## Recorded data
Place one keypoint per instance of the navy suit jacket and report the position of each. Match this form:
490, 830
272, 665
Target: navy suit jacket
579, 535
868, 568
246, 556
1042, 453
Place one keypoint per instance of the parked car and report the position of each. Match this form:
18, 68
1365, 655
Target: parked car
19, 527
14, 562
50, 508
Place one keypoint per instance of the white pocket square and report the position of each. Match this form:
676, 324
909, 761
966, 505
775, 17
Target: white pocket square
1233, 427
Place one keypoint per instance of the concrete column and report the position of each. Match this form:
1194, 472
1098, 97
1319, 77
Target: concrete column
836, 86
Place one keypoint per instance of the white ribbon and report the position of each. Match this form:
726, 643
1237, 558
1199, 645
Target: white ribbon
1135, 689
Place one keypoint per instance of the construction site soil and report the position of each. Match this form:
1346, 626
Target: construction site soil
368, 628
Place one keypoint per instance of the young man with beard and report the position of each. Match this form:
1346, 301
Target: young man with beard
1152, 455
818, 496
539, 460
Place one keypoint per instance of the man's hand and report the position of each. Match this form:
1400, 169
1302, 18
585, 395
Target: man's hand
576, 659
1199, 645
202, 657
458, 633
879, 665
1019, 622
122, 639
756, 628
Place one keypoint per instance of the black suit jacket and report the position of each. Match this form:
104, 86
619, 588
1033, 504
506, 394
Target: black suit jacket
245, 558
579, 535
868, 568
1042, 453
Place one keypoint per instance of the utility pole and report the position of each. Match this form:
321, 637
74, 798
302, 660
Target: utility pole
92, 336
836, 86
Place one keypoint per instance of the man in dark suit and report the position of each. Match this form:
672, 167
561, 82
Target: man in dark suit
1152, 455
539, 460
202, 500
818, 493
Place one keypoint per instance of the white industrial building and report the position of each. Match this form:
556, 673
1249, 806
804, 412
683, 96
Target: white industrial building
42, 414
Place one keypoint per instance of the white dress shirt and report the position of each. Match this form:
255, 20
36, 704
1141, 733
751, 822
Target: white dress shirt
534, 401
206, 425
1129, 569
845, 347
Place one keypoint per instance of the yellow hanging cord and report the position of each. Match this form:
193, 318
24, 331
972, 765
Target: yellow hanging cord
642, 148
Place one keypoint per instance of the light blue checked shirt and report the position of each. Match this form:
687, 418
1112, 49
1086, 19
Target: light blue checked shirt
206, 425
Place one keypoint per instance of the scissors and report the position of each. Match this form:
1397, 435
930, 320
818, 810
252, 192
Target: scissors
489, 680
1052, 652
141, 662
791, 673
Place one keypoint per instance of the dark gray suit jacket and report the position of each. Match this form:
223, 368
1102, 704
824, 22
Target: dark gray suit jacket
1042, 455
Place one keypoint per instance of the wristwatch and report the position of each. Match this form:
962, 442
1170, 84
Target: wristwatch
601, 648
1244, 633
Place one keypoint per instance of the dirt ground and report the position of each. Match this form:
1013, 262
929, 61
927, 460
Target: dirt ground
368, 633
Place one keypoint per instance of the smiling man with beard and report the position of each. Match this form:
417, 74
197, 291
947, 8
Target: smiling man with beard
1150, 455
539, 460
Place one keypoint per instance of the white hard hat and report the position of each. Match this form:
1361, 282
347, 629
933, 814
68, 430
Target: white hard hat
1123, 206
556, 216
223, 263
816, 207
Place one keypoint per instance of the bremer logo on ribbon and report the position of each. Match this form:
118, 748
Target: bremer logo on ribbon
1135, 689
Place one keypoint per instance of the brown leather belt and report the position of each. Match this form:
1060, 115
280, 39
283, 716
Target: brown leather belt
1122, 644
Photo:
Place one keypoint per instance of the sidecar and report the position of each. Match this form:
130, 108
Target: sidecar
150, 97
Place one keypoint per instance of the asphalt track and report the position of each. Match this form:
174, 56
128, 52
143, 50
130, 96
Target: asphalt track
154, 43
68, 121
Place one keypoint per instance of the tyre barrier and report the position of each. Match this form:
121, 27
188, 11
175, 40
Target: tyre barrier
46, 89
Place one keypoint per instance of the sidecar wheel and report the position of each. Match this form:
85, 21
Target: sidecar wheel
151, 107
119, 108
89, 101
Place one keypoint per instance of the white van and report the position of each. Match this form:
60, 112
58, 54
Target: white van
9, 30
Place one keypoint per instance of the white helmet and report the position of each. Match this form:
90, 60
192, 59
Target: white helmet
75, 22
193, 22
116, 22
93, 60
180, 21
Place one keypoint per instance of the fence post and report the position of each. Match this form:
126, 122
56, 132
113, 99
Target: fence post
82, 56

## Task objective
Write out all records exactly, keeping every detail.

## Answer below
Place one keypoint per instance of the navy suit jacket and report the position of each. Match this form:
490, 830
272, 665
Target: navy suit jacket
579, 535
868, 568
246, 556
1042, 453
Place one keypoint per instance of the parked car and report the position of each. Match this form:
18, 68
1365, 655
Target: parked car
19, 527
14, 562
50, 508
Place one keypoint per instance of the white pocket square and report the position of each. Match this form:
676, 324
909, 761
966, 505
775, 17
Target: white pocket square
1233, 427
Place one keypoint per instance of the concrete column and report the position of each. Match this form:
1194, 472
1098, 97
1319, 77
Target: concrete column
836, 86
Place one keypoint per instance of the white ribbon and report the position of each. Match this form:
726, 643
1237, 558
1199, 645
Target: white ribbon
1135, 689
Place one keypoint per instance of the construction site soil and report the position of each. Match this form:
1346, 626
Target: construction site soil
368, 628
Place one keypoint per instance of the young man with beard and report the position of each. Match this form:
1346, 301
Target: young man with beard
1152, 455
818, 496
539, 460
Place one keypoint per instance of the man's hand and report the position of each. Match this form:
1400, 169
1302, 18
585, 395
Target: man's hand
576, 659
1199, 645
202, 657
458, 633
879, 665
1019, 622
122, 639
756, 628
Place one keypoint per instance of the black suit jacket and report the position of each. Match this form:
104, 86
619, 588
1033, 504
506, 394
Target: black suit jacket
245, 558
579, 535
868, 568
1042, 453
Place one keypoint per instance of the utility pole and report the position of each. Match this form:
321, 637
74, 798
302, 660
Target: utility pole
92, 336
836, 86
Place one keypoint per instance of the man in dark suit and report the position of each. Match this form:
672, 167
561, 82
Target: man in dark suit
1152, 455
539, 460
202, 500
818, 493
Place one keypoint per instance of the white industrial building and report the position of each. Match this form:
556, 673
1249, 806
804, 412
683, 96
Target: white industrial building
42, 414
Place one keypoint per instance of the white dress shirt and report the position of each. Match this form:
255, 20
36, 704
1141, 733
751, 822
Target: white dress shirt
534, 401
206, 425
1129, 569
845, 347
Place one keypoint per instance of the yellow hanging cord and report the position of each. Match this form:
193, 318
24, 331
972, 765
Target: yellow hanging cord
642, 148
Place one keypoint per instance of the light blue checked shirt and report the position of each. Match this form:
687, 418
1112, 49
1086, 19
Target: light blue checked shirt
206, 425
Place one keypoint per instance of the scissors and report the position of each. Match this form:
1397, 435
930, 320
818, 810
252, 192
Target: scissors
489, 680
1052, 652
141, 662
791, 673
Place one keypoint per instance of the dark gray suit jacket and report the position of each. Match this form:
223, 368
1102, 704
824, 22
Target: dark gray suit jacket
1042, 455
Place one keypoint per instance of the wristwatch and report the position of each. Match this form:
962, 442
1170, 84
Target: wristwatch
601, 648
1244, 633
Place one keypoint per instance of the dirt ground and report the position of each. Match this form:
1013, 262
929, 61
927, 460
Target: dirt ground
368, 633
Place one keypoint per instance of the smiling man with beard and report the position of each. Match this form:
417, 74
197, 291
947, 8
Target: smiling man with beard
1150, 455
539, 460
Place one keypoint per instance of the white hard hat and report the position of each. Match this form:
1361, 282
347, 629
933, 814
68, 430
Target: white hard hat
1123, 206
556, 216
223, 263
816, 207
Place one keypoint per instance of the bremer logo on ribbon and report the position of each. Match this form:
118, 748
Target: bremer logo on ribbon
1135, 689
Place one keypoint per instance of the brown leather belt and report the position of each. Match this form:
1060, 115
280, 39
283, 716
Target: brown leather belt
1122, 644
Photo:
Place one keypoint per instance of the sidecar and report the position of each. Match this form:
130, 108
Target: sidecar
150, 97
Place one keypoint per instance of the asphalt track and report the position of each. Match this form:
174, 56
128, 52
143, 50
130, 96
Target: asphalt track
154, 43
68, 121
Place one keypoint per instance of the tyre barrier and report the position of each. Match this form:
121, 27
188, 11
175, 40
Target: tyre barrier
46, 89
Place one keypoint per instance of the sidecar wheel and report the position of each. Match this form:
85, 21
Target: sidecar wheel
151, 107
119, 108
89, 101
Place one keypoint per instance of the white van and report the position of each. Match this form:
60, 112
58, 54
Target: white van
9, 30
Place one keypoint per instance of the white helmet and report the position of each. Match this form:
90, 60
192, 59
Target: white helmet
75, 22
193, 22
116, 22
93, 60
180, 21
Place one keypoint per instance of the fence post and report the position of each. Match this form:
126, 122
56, 132
113, 99
Target: fence post
82, 56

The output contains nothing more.